━━━ Material
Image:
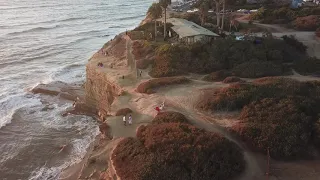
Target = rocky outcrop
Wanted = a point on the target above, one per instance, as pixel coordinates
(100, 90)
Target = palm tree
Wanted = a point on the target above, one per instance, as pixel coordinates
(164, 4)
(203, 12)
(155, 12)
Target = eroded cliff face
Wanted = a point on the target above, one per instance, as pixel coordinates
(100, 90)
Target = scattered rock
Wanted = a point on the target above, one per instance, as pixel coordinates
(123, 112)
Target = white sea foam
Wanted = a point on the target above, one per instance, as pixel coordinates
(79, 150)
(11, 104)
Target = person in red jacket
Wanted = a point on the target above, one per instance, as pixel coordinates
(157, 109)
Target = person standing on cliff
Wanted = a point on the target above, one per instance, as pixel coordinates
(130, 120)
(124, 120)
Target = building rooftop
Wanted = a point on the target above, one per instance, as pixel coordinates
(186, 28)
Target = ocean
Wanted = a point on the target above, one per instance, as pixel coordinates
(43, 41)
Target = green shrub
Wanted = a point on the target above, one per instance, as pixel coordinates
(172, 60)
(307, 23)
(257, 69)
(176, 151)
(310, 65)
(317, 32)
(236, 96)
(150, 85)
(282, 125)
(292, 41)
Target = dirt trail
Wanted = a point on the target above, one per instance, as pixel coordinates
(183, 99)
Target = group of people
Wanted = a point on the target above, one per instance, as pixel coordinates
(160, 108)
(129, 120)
━━━━━━
◆ Exercise instructions: Copy the records from the line containing "Target = scattered rock" through the end of the records, inclusive, including the requests. Offset every coordinate pair in the answers by adding 83 to both of its numbers, and leave the requests unchanged.

◆ Answer:
Target = scattered rock
Wanted = a point on the target above, one per instance, as pixel coordinates
(206, 195)
Target = white sea foam
Wanted = a point on the target above, one per instance, as pixel coordinates
(162, 233)
(94, 187)
Target = person in red jacket
Wanted = a point on the target above, one per instance, as pixel coordinates
(240, 192)
Target = person standing on cliff
Wanted = a point on the target above, one per instance, as pixel coordinates
(213, 203)
(207, 203)
Target = building rooftop
Wanted = a point on the target above, one per instance, as pixel coordinates
(269, 111)
Target = ocean
Wanted = a point on the target above, one per instance, as pixel coordinates
(126, 124)
Target = green shrub
Wanted = a point on the target above, one per instance, as pixel coordinates
(255, 143)
(390, 106)
(340, 152)
(259, 234)
(393, 148)
(400, 115)
(319, 179)
(233, 168)
(365, 208)
(375, 124)
Target = dirt trail
Wanted = a point on the target above, one per instance, as pixel coordinates
(266, 182)
Target = group of people
Wanted = a point on the target above, one per instance, as pixel coordinates
(243, 191)
(212, 203)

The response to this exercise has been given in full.